# Work to be completed
Could you copy every line of the data that contains "then"?
*** Opening of Source data ***
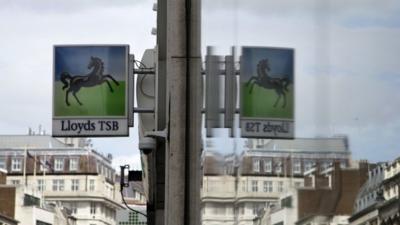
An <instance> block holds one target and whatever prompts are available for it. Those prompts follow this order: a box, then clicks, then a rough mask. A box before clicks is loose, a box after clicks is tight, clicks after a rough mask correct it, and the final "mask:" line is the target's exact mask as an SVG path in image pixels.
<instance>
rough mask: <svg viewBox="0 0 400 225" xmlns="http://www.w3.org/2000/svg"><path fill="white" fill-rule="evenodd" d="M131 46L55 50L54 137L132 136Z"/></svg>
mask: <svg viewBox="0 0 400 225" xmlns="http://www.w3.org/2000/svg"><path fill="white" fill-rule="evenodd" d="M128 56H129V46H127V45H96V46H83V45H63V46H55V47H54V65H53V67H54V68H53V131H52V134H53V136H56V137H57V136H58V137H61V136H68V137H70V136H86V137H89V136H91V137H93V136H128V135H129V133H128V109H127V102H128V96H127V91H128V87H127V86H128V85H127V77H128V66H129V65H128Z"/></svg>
*** Close of Source data ***
*** Opening of Source data ***
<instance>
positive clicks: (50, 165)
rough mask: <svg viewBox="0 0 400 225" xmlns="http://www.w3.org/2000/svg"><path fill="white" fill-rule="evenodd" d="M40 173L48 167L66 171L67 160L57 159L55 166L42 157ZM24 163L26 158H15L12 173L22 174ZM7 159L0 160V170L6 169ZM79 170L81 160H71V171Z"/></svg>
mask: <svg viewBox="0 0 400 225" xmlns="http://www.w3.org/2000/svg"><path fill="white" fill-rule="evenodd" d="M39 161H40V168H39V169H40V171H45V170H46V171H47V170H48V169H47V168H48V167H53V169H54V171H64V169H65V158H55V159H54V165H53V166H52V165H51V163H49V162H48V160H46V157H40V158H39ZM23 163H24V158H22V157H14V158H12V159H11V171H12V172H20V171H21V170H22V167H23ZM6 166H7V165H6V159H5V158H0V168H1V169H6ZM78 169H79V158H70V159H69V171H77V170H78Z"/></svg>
*** Close of Source data ***
*** Opening of Source data ***
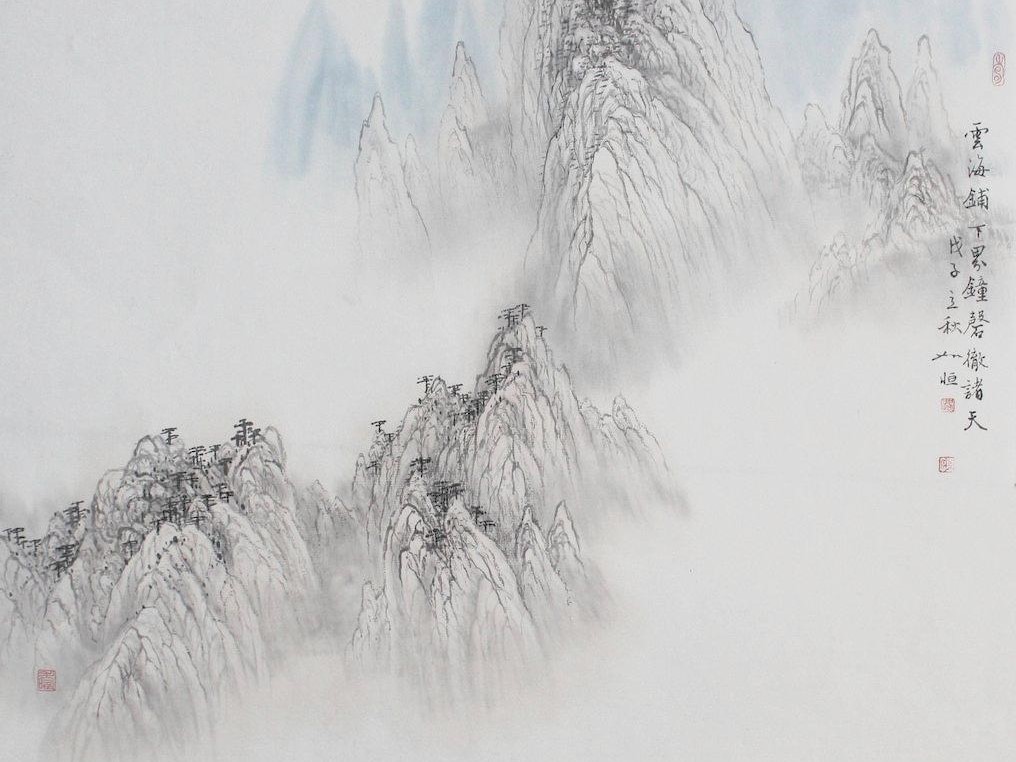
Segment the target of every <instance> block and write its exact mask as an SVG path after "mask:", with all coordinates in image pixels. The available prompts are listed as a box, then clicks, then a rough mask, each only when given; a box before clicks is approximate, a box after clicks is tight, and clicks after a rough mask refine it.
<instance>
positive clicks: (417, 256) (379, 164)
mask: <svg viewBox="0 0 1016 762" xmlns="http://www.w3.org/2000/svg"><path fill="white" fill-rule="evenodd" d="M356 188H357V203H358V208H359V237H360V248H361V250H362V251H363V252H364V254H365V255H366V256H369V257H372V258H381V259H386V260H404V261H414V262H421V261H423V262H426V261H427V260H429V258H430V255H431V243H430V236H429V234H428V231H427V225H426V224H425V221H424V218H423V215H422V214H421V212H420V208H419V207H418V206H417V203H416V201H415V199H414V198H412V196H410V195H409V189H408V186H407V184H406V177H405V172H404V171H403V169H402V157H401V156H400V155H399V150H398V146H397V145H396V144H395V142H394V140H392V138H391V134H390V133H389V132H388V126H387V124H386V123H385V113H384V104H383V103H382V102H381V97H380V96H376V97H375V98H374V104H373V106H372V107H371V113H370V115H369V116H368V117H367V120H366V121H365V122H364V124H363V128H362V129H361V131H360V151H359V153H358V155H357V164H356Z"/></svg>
*** Close of Source data ***
# Solution to the exercise
An <instance> block holds one target and whatever prompts are available for it. Those prompts follow this order: a box, then clicks, then a rough mask. A box before clicks is loose, a box after clicks is tight, clicks after a rough mask correct it, and the final "mask:" line is the target's exact mask as an SVG path in image pixels.
Segment the target of every <instance> block and write its exact mask as an SVG path after "mask:", with all coordinates in image pixels. The available prompts are listed as a box, then clicks, then a rough mask, each only when given; a box before clicks is approximate, a box after clicks is tight, and clicks after a rough mask refine it.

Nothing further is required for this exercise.